━━━━━ Exercise inputs ━━━━━

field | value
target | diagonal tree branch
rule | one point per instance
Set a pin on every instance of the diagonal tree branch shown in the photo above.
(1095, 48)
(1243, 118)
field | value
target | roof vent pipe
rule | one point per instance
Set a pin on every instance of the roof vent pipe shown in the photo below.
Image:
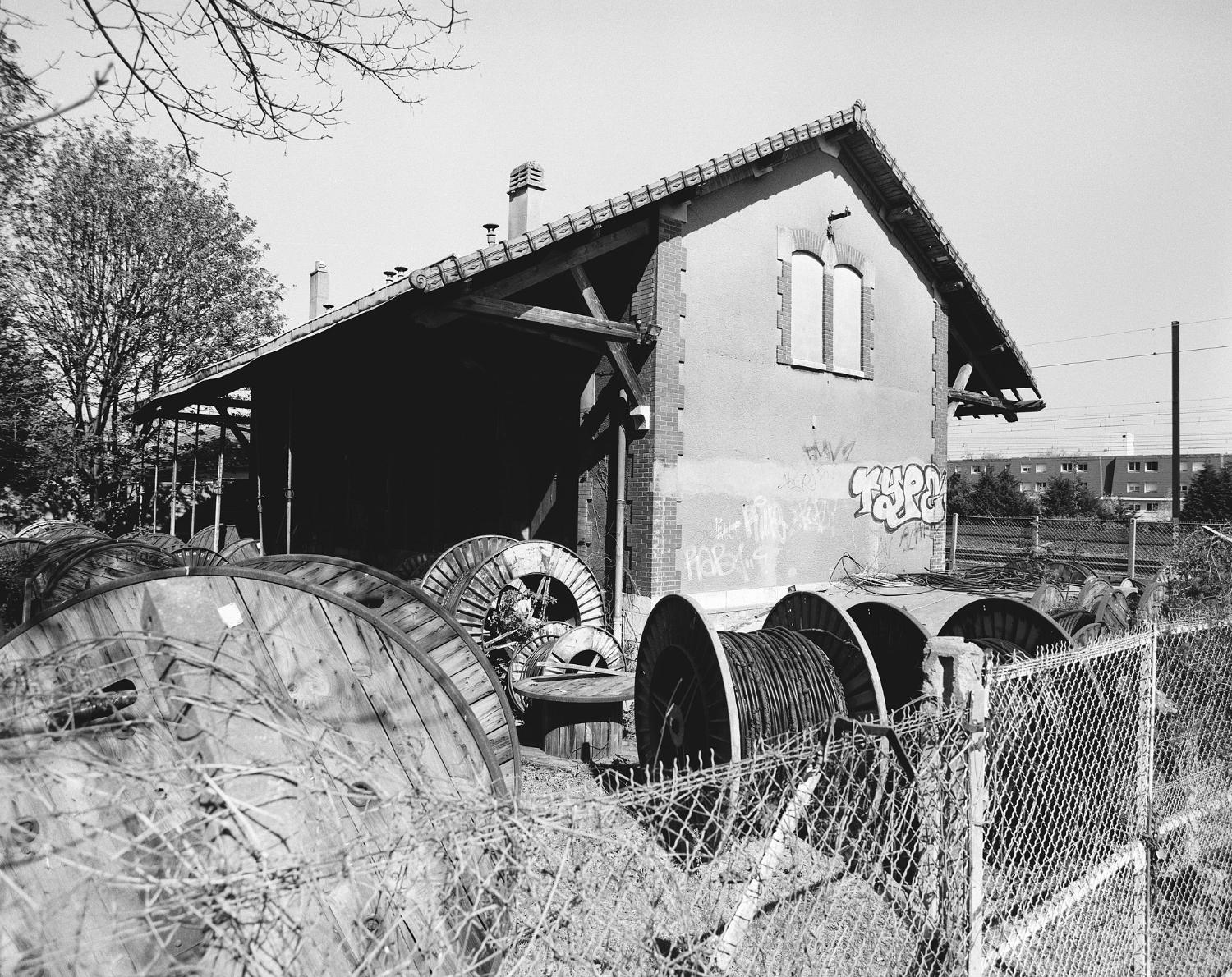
(525, 186)
(318, 291)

━━━━━

__What you should do__. Where a line in the records above includes the string "roof", show it.

__Exercise response__.
target | roof vent pipe
Set a pin on every instance of the roof vent pipe shown in the photo below.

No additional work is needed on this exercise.